Task directions:
Copy the records exactly, leaving out every picture.

Given data:
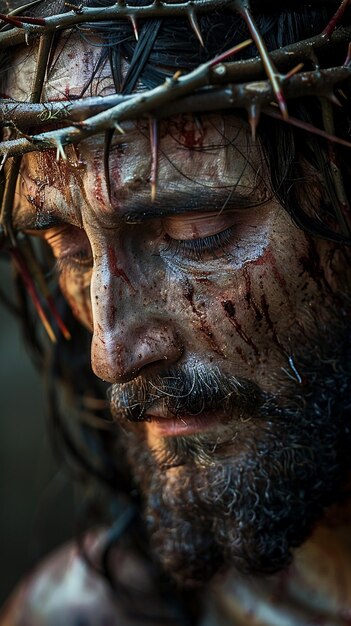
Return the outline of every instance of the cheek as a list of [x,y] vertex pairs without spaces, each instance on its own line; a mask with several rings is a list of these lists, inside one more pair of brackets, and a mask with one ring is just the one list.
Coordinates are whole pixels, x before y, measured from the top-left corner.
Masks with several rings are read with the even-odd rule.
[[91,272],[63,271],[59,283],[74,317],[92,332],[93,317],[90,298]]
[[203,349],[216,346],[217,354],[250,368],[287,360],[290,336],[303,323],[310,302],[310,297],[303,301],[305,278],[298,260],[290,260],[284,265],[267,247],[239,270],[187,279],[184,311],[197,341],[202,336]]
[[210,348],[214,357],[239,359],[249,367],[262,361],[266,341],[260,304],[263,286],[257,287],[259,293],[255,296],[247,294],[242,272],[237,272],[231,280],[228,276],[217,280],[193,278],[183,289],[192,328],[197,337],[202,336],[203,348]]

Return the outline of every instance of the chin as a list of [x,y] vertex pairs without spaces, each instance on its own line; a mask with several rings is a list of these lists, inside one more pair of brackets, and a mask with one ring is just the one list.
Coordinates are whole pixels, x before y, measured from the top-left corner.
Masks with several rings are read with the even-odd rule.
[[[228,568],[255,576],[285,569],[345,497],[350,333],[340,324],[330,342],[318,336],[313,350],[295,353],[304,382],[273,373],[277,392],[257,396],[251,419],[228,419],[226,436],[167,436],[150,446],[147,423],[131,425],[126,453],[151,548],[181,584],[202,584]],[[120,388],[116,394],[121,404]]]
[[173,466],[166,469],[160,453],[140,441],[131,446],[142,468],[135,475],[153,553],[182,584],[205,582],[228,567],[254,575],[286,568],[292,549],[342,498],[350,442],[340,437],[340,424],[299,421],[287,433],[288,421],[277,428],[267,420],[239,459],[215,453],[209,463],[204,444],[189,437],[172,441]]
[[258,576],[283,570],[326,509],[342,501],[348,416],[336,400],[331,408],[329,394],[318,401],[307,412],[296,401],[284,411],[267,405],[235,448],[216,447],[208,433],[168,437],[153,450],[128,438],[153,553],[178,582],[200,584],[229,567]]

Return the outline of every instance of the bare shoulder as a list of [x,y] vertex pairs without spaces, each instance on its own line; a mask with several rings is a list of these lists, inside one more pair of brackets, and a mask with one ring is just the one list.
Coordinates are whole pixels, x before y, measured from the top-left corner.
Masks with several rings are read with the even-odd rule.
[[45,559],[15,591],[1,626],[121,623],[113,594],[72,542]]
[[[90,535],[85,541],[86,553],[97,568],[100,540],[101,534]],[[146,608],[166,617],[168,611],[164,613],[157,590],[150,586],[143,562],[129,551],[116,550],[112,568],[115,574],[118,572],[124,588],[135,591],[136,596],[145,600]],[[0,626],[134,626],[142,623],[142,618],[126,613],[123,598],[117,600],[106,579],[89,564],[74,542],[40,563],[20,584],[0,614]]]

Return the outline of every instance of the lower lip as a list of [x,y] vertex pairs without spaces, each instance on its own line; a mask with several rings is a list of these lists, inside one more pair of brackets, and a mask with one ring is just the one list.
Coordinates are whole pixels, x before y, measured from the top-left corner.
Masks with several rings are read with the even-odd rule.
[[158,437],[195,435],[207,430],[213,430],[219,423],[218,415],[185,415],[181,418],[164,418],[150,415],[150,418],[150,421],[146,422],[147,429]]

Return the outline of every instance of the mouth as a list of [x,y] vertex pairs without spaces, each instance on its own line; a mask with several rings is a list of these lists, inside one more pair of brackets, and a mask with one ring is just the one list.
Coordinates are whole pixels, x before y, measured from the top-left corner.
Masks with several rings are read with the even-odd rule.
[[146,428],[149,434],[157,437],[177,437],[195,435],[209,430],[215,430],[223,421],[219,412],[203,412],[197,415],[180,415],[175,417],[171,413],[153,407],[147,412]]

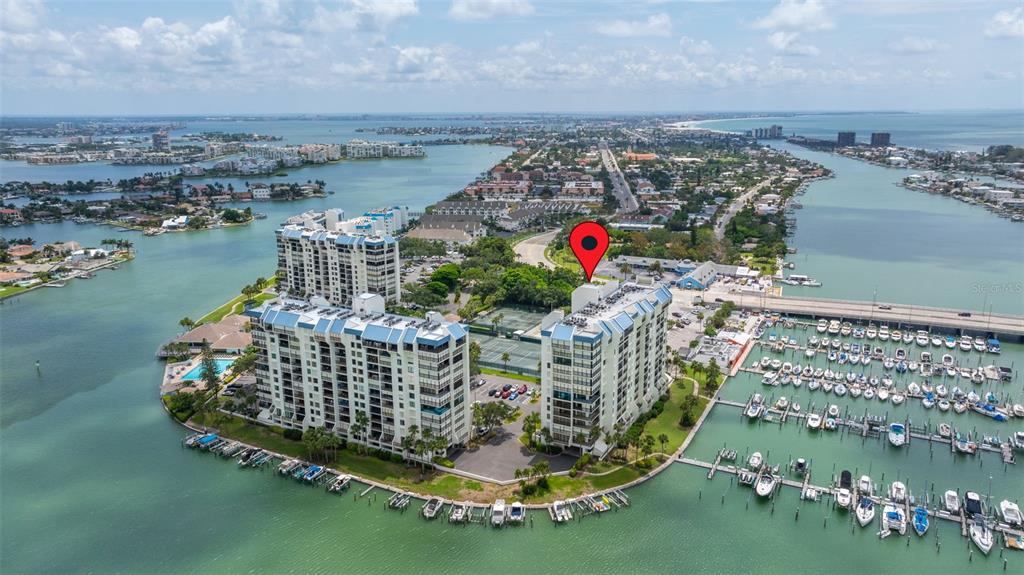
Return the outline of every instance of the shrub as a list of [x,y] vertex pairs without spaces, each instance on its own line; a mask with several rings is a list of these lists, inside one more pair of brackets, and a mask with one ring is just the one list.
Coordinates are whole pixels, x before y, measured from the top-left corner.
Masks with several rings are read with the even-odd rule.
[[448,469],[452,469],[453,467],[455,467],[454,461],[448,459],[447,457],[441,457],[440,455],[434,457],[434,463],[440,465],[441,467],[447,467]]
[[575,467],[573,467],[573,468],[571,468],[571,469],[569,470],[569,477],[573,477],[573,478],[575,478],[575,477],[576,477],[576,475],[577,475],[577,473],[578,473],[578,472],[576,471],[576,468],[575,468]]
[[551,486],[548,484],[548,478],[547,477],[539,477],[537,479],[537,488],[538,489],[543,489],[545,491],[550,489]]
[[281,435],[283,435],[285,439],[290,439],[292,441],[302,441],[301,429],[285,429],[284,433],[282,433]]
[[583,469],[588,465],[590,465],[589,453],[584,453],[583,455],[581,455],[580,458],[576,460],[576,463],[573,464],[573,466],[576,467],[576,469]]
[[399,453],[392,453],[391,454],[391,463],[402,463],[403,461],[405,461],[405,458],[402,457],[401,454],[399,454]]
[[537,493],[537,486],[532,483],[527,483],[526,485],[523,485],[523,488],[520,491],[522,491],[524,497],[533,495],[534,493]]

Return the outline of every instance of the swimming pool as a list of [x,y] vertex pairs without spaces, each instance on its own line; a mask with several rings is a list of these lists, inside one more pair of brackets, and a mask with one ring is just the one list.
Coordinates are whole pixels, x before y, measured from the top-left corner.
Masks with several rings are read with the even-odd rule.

Solved exercise:
Return the outline of every instance of the cheek as a list of [x,y] vertex pairs without spaces, each instance on its own line; a mask with several rings is a list of these lists, inside one more pair of brackets, and a mask with one ring is just the one list.
Coordinates are whole pixels, x before y, measured from the top-left corner.
Masks with several rings are read with the even-odd rule.
[[91,272],[63,271],[59,283],[74,317],[92,332],[93,317],[90,298]]
[[203,349],[216,346],[217,354],[250,368],[287,360],[290,336],[303,323],[310,302],[310,297],[303,301],[305,278],[298,260],[290,260],[284,265],[267,247],[239,270],[187,279],[184,311],[197,341],[202,336]]
[[210,348],[214,357],[239,359],[249,367],[262,361],[266,341],[260,304],[263,286],[257,287],[259,293],[255,296],[247,294],[242,272],[237,272],[231,280],[228,276],[217,280],[193,278],[183,289],[192,328],[197,337],[202,336],[203,348]]

Return the outline of every instance of the chin as a list of [x,y] vertex pairs without spaces, each instance on its own line; a mask with several rings is a list of these lists, inside one more pair of brackets, and a mask with one ring is just the one list.
Coordinates are whole pixels, x before y, measured from the top-left corner.
Masks with several rings are read with the even-odd rule.
[[[228,568],[255,576],[285,569],[345,497],[350,333],[340,324],[330,342],[318,336],[313,350],[295,353],[304,382],[273,373],[277,392],[257,396],[251,419],[228,419],[226,436],[167,436],[150,446],[147,423],[131,425],[126,453],[151,548],[181,584],[202,584]],[[120,388],[116,394],[121,404]]]
[[173,466],[166,469],[160,453],[140,441],[131,446],[142,468],[135,475],[153,553],[182,584],[205,582],[228,567],[254,575],[286,568],[292,549],[342,498],[350,442],[340,437],[340,424],[299,421],[287,433],[288,421],[277,428],[267,420],[239,459],[215,453],[209,463],[204,444],[189,437],[172,441]]
[[258,576],[283,570],[326,509],[342,501],[348,416],[336,400],[331,408],[329,394],[318,401],[307,412],[296,401],[284,411],[267,405],[235,448],[216,447],[208,433],[168,437],[153,450],[128,438],[153,553],[178,582],[200,584],[229,567]]

Return the outline of every instance of the bare shoulder as a list of [x,y] vertex pairs without spaces, each instance on its own line; a mask with several rings is a list of these lists, inside one more pair of brackets, and a mask with one ring is just the one list.
Coordinates are whole pixels, x before y, measured from the top-left corner.
Masks with several rings are read with the even-odd rule.
[[45,559],[15,591],[1,626],[121,623],[113,594],[72,542]]
[[[90,535],[85,541],[86,553],[97,568],[100,540],[101,534]],[[146,608],[166,617],[168,611],[164,613],[157,590],[150,586],[143,562],[129,551],[116,550],[112,568],[115,574],[118,572],[124,588],[135,591],[136,596],[145,600]],[[0,626],[134,626],[142,623],[142,618],[126,613],[123,598],[117,600],[106,579],[89,564],[74,542],[40,563],[20,584],[0,614]]]

Return the outline of every instance of the lower lip as a list of [x,y] vertex pairs without spaces, each instance on its own line; a mask with several rings is a list of these lists, inside one more pair of brackets, and a mask with one ring is just the one list.
Coordinates are whole pixels, x before y, measured from the top-left corner.
Masks with several rings are read with the even-odd rule.
[[158,437],[195,435],[207,430],[213,430],[219,423],[218,415],[185,415],[181,418],[164,418],[150,415],[150,418],[150,421],[146,422],[147,429]]

Return the outline of every instance of the mouth as a list of [x,y] vertex pairs without spaces, each instance on its own line; a mask with several rings is a list of these lists, inside one more pair of brackets, and a mask with one ring is just the one list.
Coordinates are whole pixels, x before y, measured from the top-left corner.
Masks with several rings are read with the even-odd rule.
[[146,428],[149,434],[157,437],[177,437],[195,435],[209,430],[215,430],[223,421],[219,412],[203,412],[197,415],[180,415],[175,417],[171,413],[153,407],[147,412]]

Return the outline of every instance of the shrub as a list of [x,y] vertex pairs without spaces, each instance on its own line; a mask with several rings is a list of these lists, inside one more pair of brackets, and a mask with one ring is just the one list.
Coordinates are whole pixels, x before y, measured from the top-left corner.
Masks with several rings are read with the even-odd rule.
[[448,469],[452,469],[453,467],[455,467],[454,461],[448,459],[447,457],[441,457],[440,455],[434,457],[434,463],[440,465],[441,467],[447,467]]
[[575,467],[573,467],[573,468],[571,468],[571,469],[569,470],[569,477],[573,477],[573,478],[575,478],[575,477],[576,477],[576,475],[577,475],[577,473],[578,473],[578,472],[576,471],[576,468],[575,468]]
[[551,486],[548,484],[548,478],[547,477],[539,477],[537,479],[537,488],[538,489],[543,489],[545,491],[550,489]]
[[281,435],[283,435],[285,439],[290,439],[292,441],[302,441],[301,429],[285,429],[284,433],[282,433]]
[[583,469],[588,465],[590,465],[589,453],[584,453],[583,455],[581,455],[580,458],[576,460],[576,463],[573,464],[573,466],[576,467],[576,469]]
[[399,453],[392,453],[391,454],[391,463],[402,463],[403,461],[405,461],[405,458],[402,457],[401,454],[399,454]]
[[537,493],[537,486],[532,483],[527,483],[526,485],[523,485],[523,488],[520,491],[522,491],[524,497],[533,495],[534,493]]

Return the outline of every instance of the swimming pool as a list of [x,y] vertex pairs without spaces, each instance on its own line; a mask with several rings is a list of these lists, inside one more pair of brackets, and a mask with one ring is just the one list.
Coordinates are whole pixels, x before y, measured from the top-left corner.
Masks with several rings are read with the even-odd rule.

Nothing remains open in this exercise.